• Rows
☆ ☆ ☆ ☆ ☆ ☆ ☆
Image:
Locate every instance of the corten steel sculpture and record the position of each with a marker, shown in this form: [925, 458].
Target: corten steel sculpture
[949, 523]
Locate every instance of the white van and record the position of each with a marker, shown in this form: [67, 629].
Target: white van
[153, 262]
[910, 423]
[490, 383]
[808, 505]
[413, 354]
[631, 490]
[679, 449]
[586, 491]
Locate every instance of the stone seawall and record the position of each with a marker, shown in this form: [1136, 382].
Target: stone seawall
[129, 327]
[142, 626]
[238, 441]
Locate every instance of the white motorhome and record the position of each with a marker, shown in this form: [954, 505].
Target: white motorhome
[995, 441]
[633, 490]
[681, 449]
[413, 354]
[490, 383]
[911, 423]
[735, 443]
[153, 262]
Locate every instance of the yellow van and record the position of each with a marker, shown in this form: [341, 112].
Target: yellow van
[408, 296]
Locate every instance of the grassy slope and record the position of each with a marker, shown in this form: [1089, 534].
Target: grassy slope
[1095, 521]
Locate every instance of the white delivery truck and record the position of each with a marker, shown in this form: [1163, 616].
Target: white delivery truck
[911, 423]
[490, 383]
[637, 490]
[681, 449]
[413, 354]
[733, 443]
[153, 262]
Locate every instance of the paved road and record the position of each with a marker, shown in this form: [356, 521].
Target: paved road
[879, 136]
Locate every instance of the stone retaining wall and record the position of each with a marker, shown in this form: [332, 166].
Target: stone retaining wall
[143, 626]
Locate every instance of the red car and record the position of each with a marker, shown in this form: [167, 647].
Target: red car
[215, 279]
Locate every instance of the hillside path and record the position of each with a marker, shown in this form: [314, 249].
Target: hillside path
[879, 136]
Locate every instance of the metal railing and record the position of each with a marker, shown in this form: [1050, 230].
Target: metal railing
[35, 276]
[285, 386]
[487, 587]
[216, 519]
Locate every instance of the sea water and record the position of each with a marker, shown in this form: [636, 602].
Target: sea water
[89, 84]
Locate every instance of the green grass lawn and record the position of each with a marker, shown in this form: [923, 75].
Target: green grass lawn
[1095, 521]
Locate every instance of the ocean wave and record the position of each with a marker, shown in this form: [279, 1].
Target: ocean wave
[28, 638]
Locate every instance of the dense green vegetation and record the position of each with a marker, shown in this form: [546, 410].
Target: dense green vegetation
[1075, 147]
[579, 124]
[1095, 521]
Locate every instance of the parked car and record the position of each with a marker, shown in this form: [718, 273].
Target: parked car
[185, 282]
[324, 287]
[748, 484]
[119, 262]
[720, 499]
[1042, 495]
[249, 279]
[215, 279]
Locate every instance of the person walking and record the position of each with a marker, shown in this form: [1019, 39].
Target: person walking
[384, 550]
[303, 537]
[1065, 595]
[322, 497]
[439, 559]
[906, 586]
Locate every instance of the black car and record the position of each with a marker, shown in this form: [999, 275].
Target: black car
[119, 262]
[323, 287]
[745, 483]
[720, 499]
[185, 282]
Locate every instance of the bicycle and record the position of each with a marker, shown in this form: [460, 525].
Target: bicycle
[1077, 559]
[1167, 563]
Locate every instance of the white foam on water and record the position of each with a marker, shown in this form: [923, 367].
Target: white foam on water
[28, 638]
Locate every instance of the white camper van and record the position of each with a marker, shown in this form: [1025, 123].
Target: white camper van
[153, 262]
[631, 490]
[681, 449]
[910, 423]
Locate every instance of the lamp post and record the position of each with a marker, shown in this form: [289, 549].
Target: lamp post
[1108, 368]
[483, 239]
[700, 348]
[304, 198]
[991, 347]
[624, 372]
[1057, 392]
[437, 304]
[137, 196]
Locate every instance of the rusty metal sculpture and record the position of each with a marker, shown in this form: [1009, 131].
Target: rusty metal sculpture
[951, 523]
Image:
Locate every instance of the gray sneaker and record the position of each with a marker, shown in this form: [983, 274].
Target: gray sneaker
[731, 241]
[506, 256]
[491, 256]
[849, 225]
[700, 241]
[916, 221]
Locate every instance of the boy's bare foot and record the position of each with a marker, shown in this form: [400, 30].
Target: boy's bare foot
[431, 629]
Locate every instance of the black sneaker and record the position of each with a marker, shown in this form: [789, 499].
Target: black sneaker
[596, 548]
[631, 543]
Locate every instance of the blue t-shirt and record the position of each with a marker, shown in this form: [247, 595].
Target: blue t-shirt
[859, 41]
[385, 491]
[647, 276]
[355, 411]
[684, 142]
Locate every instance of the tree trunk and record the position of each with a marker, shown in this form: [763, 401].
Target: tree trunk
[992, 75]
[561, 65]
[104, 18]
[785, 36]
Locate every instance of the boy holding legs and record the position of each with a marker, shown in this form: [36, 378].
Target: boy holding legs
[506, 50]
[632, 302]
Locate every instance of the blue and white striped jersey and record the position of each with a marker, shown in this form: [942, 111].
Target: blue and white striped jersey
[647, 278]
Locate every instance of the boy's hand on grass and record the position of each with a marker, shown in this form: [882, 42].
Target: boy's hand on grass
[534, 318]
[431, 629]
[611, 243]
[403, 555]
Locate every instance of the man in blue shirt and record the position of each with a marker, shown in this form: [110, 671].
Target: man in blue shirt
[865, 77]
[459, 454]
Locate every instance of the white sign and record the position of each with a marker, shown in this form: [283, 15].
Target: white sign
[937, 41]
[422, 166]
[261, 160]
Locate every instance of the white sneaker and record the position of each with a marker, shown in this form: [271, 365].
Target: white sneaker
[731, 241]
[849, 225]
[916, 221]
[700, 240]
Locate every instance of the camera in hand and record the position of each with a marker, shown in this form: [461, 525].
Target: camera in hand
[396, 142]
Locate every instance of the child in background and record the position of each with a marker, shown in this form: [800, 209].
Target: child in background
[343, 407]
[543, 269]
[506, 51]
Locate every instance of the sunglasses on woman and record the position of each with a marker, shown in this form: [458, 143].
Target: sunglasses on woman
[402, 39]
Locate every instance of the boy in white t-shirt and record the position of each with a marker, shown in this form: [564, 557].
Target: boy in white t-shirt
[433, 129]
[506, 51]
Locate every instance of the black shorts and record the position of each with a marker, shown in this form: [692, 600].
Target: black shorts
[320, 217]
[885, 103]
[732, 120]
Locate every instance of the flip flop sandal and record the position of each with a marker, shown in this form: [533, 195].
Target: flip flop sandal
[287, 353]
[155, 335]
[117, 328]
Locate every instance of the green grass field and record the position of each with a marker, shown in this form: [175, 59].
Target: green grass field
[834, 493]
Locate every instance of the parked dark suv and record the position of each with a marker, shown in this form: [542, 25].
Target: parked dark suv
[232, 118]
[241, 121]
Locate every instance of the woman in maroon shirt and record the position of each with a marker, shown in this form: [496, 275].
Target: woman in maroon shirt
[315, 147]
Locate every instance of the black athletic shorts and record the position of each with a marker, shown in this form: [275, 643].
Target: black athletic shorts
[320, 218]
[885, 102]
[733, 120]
☆ ☆ ☆ ☆ ☆ ☆ ☆
• Stated task
Restate every line of the data word for word.

• The solution
Image:
Locate every instance of the corten steel sculpture and record the position of each with a marker, shown in this form: [925, 458].
Target: corten steel sculpture
[949, 523]
Locate every instance of the white van and record the position of each with a marker, shown in this form: [67, 629].
Target: white van
[153, 262]
[910, 423]
[490, 383]
[808, 505]
[413, 354]
[631, 490]
[679, 449]
[586, 491]
Locate every instance of the stone seawall and record the position of each with a marker, shown in this form: [1136, 382].
Target: stone seawall
[129, 327]
[142, 626]
[238, 441]
Locate every instance of the white motorhome and record the position of each with a marker, shown in this form: [954, 505].
Target: white motorhome
[995, 441]
[633, 490]
[681, 449]
[413, 354]
[490, 383]
[911, 423]
[735, 443]
[153, 262]
Locate every instance of the yellow van and record the position of each with a marker, shown in this form: [341, 112].
Target: yellow van
[408, 296]
Locate every instance of the grassy slope and record the position of each with a marker, shown in this form: [1089, 534].
Target: grassy slope
[1095, 521]
Locate every instance of the white delivery truck and record the position of each with a marker, shown in this form: [1163, 616].
Target: white delivery truck
[911, 423]
[490, 383]
[637, 490]
[681, 449]
[413, 354]
[733, 443]
[153, 262]
Locate every instance of the paved road and record the position of each with a marker, shown in this form: [356, 521].
Target: paved road
[879, 136]
Locate every instance of the stone retaining wall and record the position of each with a marker, shown in this form: [332, 166].
Target: stone retaining wall
[143, 626]
Locate every instance of the red car and record the position of each with a marker, shown in this form: [167, 647].
Target: red car
[215, 279]
Locate every instance of the hillside path and record the position of each with a marker, shown in this form: [314, 249].
Target: hillside path
[879, 136]
Locate every instance of the metal railing and record the position of each with a marker, shown in this form: [1050, 230].
Target: metal railing
[35, 276]
[285, 386]
[487, 587]
[216, 519]
Locate every instance of the sea water and record the position of each with a marker, shown in this form: [636, 602].
Target: sea water
[89, 84]
Locate every instance of the green grass lawn and record the position of each with a marker, shown in this form: [923, 75].
Target: green grass lawn
[1095, 521]
Locate every instance of the ocean wave and record the position of each with a marker, shown in this form: [279, 1].
Target: ocean wave
[28, 638]
Locate every instance of the dense green vegetation and record the position of each with a marker, shown in this form: [546, 410].
Target: dense green vegetation
[1075, 147]
[579, 124]
[1095, 521]
Locate every instance of the parked car and record the position of each with a marker, shown in this form: [718, 273].
Target: parked car
[185, 282]
[324, 287]
[748, 484]
[119, 262]
[720, 499]
[1042, 495]
[249, 279]
[215, 279]
Locate every instance of the person walking and record the position of each with a marker, shown in this form: [1019, 39].
Target: person walking
[384, 550]
[303, 537]
[1065, 595]
[322, 497]
[439, 559]
[906, 586]
Locate every instance of the black car and record the position of each with a marker, shown in this form: [999, 275].
Target: black car
[119, 262]
[323, 287]
[745, 483]
[720, 499]
[185, 282]
Locate every instance of the bicycle and record the position of each with a marker, shown in this form: [460, 525].
Target: bicycle
[1077, 559]
[1167, 563]
Locate every instance of the white foam on water and record the position of each with a marker, shown in this form: [923, 367].
Target: white foam on water
[28, 638]
Locate every instance of the white camper van and record the position of each with a marker, shown in this form: [1025, 123].
Target: white camper van
[153, 262]
[631, 490]
[681, 449]
[910, 423]
Locate every instance of the lamp post and record the position of each with a marker, shown in this form: [289, 549].
Target: lamp post
[1108, 368]
[483, 239]
[700, 348]
[304, 198]
[991, 347]
[624, 372]
[1057, 392]
[437, 304]
[137, 196]
Locate every instance of the rusty metal sculpture and record the position of each with a marker, shown in this form: [1009, 131].
Target: rusty metal sculpture
[951, 523]
Image:
Locate every instance of the gray sneaker and record the position of each with a marker, shown in this form: [983, 274].
Target: gray sneaker
[731, 241]
[506, 256]
[491, 256]
[849, 225]
[700, 241]
[916, 221]
Locate every instance of the boy's bare foot and record the position of each with a marker, shown in this form: [400, 30].
Target: boy's bare foot
[431, 629]
Locate every instance of the black sneaker and record the position of each with a marker, shown in this form: [789, 499].
Target: black sneaker
[596, 548]
[631, 543]
Locate every instance of the blue t-shirt and record the position of each with a marker, shown in this form: [247, 595].
Target: blue t-shirt
[859, 41]
[385, 491]
[647, 276]
[355, 411]
[684, 142]
Locate every instance of the tree trunk and record the position of each with a marker, shown in this form: [763, 401].
Target: tree trunk
[992, 75]
[561, 65]
[104, 18]
[785, 36]
Locate every instance of the boy holding legs and record the position of each with a marker, shown in this form: [36, 378].
Target: boy holding legs
[506, 50]
[632, 302]
Locate every instance of the blue and white striped jersey and record the position of each with a marker, shown in this form: [942, 111].
Target: blue and white striped jersey
[647, 278]
Locate every instance of the boy's hand on grass and record the position of each with a marker, shown in this form: [882, 42].
Target: boy's hand on grass
[534, 318]
[431, 629]
[611, 243]
[403, 555]
Locate every instance of the man in blue shirt and record the position of each with a marker, shown in this form: [110, 671].
Target: man in blue shirt
[865, 77]
[459, 454]
Locate every instance of the white sign and record the position of each with a marker, shown in this form: [283, 15].
Target: white sign
[937, 41]
[422, 166]
[261, 160]
Locate every instance of the white sneaker and record the position of each with a marker, shown in this form: [271, 365].
Target: white sneaker
[731, 241]
[849, 225]
[916, 221]
[700, 240]
Locate every instance of the camera in hand and record the position of each with a marker, shown in this form: [461, 525].
Target: camera in hand
[396, 142]
Locate every instance of the child in background and record the position of each with a marker, shown in this form: [800, 209].
Target: child in background
[343, 407]
[543, 269]
[506, 51]
Locate every instance of the sunglasses on woman and record the position of each with a marker, shown in this form: [458, 143].
Target: sunglasses on woman
[402, 39]
Locate every instance of the boy in white t-shirt and record the position of each with a marker, shown in this form: [564, 557].
Target: boy in white t-shirt
[433, 129]
[506, 51]
Locate every instance of the black shorts and record the position of each with a marker, shown in this form: [692, 600].
Target: black shorts
[320, 217]
[885, 103]
[732, 120]
Locate every instance of the flip flop sandal and record the position of each with a marker, shown in this form: [533, 195].
Target: flip flop sandal
[287, 353]
[155, 335]
[117, 328]
Locate every instance of the green grass field and record the position of each with a marker, shown in this form: [175, 59].
Target: green grass field
[834, 493]
Locate every instance of the parked dark suv and record the position of each with a marker, shown in this form: [542, 25].
Target: parked dark suv
[232, 118]
[241, 121]
Locate every instance of the woman in maroon shirt and record the position of each with a marker, shown in this form: [496, 275].
Target: woman in maroon shirt
[315, 147]
Locate every instance of the black athletic shorts and record the position of each with a marker, shown in this form: [275, 643].
Target: black athletic shorts
[320, 218]
[885, 102]
[733, 120]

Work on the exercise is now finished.